___ Supplied records

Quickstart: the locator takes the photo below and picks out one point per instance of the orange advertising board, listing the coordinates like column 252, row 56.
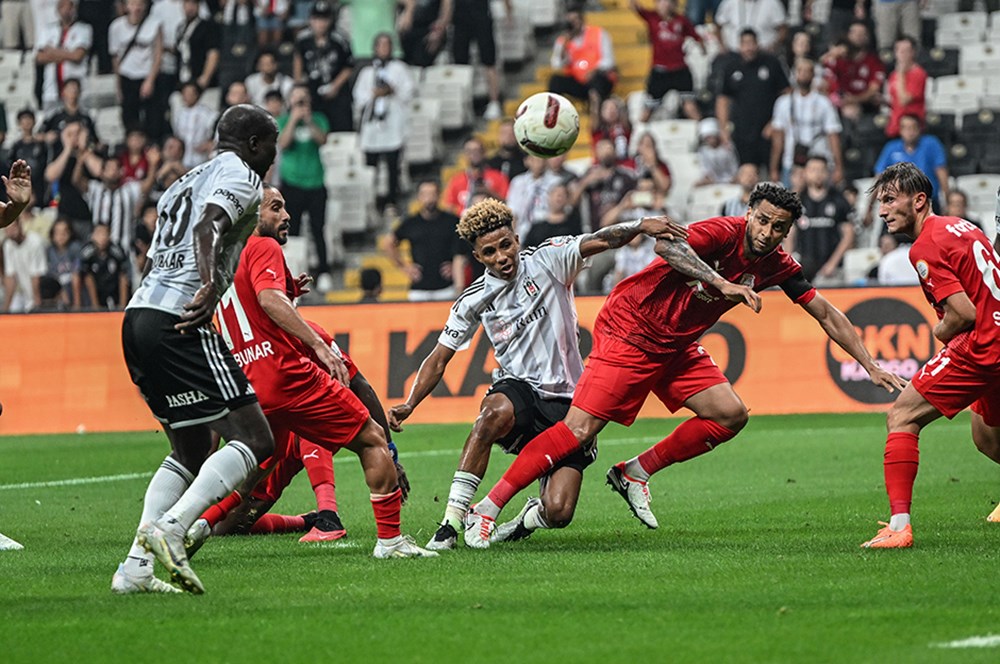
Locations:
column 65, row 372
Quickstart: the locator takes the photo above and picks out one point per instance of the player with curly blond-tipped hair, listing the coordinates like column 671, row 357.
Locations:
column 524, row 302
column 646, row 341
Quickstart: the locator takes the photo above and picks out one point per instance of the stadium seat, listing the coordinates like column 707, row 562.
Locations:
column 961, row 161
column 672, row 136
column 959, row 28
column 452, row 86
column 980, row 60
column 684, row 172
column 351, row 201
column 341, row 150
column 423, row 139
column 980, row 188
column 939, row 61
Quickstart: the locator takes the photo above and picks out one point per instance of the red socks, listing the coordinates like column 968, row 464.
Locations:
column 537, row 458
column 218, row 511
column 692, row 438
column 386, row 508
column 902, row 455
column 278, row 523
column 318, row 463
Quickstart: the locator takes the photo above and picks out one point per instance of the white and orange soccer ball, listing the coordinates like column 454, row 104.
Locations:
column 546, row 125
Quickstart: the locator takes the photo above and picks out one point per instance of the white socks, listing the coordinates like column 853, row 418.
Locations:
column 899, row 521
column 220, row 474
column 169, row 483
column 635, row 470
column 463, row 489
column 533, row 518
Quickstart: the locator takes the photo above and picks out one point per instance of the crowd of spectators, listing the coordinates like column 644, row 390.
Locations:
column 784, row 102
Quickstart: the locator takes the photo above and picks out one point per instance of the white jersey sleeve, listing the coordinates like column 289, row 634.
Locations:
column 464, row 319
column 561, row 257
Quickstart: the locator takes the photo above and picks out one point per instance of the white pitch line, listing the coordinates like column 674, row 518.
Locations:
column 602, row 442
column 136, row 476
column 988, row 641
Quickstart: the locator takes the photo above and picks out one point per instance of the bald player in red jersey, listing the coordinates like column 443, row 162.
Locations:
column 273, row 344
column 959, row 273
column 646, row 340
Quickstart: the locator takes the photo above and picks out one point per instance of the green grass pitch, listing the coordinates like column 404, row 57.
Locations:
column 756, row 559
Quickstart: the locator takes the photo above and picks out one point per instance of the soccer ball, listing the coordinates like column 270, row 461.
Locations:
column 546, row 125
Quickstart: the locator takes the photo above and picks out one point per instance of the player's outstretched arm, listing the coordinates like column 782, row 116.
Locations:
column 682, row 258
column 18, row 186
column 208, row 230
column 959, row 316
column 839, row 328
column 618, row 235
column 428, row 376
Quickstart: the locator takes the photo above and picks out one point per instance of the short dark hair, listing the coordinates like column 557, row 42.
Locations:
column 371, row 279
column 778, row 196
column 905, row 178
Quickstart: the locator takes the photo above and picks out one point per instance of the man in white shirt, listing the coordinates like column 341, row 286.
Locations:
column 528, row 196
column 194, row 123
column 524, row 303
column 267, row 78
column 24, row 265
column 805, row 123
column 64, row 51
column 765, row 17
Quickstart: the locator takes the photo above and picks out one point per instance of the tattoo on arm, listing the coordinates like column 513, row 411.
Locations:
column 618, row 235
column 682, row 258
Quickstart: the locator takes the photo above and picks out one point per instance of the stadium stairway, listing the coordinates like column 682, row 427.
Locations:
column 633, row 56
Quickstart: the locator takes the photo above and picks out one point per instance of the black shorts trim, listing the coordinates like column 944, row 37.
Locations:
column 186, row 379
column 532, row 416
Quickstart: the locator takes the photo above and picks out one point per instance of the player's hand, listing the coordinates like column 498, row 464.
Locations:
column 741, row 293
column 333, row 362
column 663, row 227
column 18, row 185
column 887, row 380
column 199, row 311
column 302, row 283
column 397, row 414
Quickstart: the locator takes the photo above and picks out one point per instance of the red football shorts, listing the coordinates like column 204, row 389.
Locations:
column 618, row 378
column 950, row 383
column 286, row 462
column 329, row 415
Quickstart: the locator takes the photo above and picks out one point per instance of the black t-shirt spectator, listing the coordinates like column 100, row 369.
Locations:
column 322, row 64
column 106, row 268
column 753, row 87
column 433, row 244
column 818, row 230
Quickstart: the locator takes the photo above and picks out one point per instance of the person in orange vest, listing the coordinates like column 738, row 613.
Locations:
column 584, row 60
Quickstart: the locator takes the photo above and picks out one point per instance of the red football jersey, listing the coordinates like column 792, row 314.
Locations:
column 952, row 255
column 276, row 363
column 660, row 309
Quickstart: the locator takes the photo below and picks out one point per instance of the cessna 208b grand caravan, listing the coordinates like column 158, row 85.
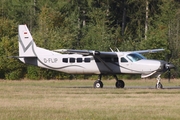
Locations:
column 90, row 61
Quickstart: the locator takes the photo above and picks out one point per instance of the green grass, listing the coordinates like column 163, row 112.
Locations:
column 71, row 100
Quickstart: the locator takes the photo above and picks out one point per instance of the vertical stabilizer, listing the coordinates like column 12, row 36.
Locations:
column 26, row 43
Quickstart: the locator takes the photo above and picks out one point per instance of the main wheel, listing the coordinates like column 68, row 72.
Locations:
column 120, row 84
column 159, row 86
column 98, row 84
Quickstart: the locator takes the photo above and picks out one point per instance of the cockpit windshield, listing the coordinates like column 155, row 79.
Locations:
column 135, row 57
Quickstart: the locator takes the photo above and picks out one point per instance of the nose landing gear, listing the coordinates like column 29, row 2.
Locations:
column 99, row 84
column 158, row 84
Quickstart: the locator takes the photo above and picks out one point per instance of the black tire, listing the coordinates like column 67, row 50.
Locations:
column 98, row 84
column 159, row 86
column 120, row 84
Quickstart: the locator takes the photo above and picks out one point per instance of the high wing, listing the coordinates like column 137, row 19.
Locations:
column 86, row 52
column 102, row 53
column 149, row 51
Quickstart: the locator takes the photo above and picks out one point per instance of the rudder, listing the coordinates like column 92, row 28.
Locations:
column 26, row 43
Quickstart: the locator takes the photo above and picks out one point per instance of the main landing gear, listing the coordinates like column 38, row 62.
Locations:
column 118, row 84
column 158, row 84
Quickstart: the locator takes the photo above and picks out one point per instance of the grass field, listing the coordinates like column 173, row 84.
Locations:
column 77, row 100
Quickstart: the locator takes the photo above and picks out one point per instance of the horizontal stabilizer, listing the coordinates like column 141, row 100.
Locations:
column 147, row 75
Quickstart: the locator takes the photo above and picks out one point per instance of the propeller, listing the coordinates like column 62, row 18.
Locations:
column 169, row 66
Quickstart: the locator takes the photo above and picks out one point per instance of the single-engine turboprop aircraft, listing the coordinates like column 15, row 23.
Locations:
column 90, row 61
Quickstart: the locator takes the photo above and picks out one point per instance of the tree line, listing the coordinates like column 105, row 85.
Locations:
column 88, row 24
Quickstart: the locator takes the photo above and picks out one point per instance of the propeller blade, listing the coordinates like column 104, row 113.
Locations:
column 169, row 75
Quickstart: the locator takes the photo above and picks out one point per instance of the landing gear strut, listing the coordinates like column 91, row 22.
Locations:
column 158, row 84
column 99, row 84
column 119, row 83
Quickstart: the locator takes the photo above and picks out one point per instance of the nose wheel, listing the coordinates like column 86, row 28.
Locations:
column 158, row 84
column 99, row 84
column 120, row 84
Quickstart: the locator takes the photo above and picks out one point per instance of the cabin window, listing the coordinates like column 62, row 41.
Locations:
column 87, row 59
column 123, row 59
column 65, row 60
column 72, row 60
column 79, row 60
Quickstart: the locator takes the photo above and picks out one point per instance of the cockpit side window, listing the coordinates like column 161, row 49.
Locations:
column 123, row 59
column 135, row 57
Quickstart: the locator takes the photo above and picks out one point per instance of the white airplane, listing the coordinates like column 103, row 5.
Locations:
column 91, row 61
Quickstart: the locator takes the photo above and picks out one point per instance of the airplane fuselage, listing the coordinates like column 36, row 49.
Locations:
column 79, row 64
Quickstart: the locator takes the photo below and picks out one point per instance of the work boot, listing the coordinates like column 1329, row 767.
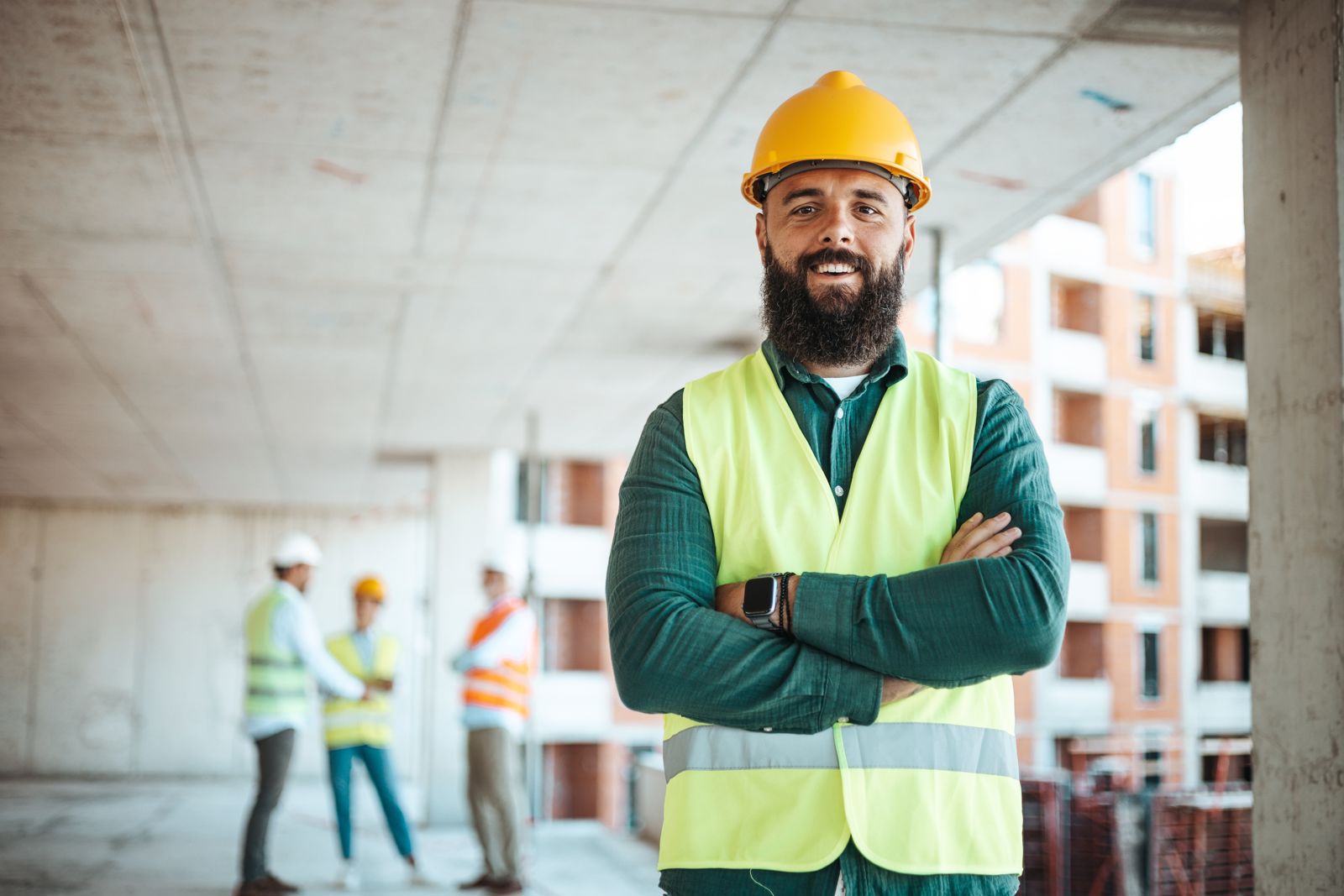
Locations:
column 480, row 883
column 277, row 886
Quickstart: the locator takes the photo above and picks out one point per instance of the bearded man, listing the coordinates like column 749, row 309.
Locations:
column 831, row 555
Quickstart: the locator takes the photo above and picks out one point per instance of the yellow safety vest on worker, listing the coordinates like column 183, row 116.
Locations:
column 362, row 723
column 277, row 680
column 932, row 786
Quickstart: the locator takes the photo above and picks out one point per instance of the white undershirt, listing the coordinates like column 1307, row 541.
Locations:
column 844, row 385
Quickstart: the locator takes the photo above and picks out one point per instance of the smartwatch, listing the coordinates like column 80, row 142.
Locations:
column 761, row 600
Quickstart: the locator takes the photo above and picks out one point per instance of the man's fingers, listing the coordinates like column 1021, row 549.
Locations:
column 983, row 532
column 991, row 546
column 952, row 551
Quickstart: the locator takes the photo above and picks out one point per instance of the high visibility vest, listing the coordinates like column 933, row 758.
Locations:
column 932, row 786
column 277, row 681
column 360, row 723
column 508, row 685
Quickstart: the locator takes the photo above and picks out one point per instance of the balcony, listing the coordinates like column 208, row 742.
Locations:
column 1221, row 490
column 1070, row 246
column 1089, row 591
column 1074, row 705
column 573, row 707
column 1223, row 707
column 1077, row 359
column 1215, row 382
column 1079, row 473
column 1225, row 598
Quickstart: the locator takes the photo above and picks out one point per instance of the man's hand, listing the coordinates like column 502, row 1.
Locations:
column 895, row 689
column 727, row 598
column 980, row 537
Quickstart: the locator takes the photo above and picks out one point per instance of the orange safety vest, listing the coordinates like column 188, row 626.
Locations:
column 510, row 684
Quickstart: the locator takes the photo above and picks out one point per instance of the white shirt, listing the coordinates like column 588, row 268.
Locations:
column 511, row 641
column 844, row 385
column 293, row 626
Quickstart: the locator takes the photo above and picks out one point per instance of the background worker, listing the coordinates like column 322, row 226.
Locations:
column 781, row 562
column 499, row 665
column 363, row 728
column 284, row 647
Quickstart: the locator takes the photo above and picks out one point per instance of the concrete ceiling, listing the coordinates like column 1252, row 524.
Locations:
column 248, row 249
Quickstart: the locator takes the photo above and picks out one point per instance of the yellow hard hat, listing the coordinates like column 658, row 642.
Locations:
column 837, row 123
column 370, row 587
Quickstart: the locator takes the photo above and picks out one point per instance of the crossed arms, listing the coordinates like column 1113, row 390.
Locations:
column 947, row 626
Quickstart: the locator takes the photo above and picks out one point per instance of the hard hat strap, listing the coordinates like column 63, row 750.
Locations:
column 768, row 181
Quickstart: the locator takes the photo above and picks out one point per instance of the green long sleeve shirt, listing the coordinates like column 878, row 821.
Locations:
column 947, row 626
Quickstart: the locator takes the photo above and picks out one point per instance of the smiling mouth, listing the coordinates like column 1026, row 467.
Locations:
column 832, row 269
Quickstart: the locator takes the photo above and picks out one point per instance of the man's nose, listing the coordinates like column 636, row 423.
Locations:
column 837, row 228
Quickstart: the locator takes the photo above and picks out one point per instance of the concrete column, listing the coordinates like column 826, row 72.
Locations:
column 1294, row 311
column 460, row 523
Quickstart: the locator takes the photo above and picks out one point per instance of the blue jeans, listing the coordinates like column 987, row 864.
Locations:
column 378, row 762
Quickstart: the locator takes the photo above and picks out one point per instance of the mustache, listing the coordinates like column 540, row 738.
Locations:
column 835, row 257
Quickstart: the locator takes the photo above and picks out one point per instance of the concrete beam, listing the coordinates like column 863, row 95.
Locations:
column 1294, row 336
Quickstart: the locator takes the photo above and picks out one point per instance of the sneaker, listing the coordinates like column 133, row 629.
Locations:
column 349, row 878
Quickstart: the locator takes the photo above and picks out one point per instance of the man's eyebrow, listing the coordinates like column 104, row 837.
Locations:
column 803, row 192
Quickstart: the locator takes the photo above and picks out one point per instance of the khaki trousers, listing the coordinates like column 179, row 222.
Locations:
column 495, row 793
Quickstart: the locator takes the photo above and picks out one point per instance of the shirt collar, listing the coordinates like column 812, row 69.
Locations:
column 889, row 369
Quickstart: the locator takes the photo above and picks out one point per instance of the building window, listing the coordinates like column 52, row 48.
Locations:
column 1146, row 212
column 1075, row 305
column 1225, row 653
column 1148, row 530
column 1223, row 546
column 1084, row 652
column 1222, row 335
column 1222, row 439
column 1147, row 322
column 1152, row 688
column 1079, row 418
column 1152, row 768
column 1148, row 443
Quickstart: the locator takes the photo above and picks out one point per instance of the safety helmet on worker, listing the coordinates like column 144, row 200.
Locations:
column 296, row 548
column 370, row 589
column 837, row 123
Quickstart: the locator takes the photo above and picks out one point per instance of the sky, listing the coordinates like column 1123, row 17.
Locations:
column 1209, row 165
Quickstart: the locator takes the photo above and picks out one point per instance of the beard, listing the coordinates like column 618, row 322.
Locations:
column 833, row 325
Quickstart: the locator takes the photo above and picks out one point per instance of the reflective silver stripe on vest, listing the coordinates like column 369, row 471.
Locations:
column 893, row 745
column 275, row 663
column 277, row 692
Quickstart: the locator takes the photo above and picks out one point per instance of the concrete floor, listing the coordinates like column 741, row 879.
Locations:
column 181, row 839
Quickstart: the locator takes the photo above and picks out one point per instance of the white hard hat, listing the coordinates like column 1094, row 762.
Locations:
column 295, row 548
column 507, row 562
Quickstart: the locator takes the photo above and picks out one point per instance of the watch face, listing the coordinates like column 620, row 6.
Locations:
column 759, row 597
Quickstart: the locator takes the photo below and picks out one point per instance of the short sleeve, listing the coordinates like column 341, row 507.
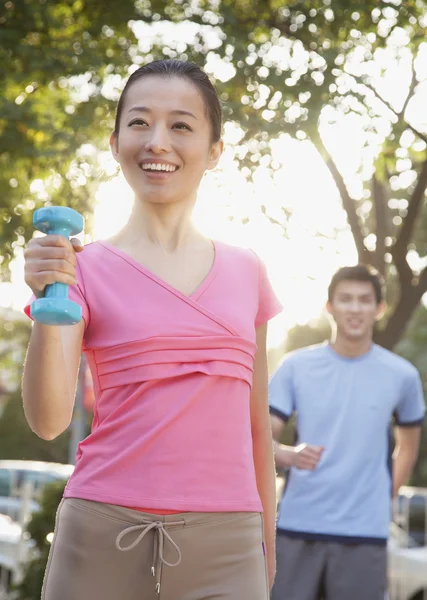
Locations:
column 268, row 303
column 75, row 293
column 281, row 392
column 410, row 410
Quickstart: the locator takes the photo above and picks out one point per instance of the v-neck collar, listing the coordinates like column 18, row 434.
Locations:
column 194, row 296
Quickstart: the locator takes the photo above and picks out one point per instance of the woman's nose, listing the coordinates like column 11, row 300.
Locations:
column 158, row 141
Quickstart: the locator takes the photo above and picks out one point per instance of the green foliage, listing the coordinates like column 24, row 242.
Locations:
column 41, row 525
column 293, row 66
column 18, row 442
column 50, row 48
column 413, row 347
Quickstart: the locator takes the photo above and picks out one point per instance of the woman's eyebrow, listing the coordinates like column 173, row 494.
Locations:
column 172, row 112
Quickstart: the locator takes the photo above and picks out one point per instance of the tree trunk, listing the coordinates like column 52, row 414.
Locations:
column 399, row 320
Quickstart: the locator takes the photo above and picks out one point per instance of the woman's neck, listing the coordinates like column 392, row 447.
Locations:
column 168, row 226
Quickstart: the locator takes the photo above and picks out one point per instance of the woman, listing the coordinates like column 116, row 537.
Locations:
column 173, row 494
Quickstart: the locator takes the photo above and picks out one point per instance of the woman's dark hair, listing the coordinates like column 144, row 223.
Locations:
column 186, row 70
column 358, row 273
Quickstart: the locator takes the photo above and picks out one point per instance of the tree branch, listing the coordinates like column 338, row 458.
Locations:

______

→ Task prompt:
Show me each line of the listing above with "football" in it.

→ Problem solution:
Quickstart: the locator takes the photo above and picks out one point per instance of the red football shorts, listing the coordinates like column 204, row 389.
Quickstart: the locator takes the photo above and picks out one point per instance of the red football jersey, listing the coordinates like column 792, row 314.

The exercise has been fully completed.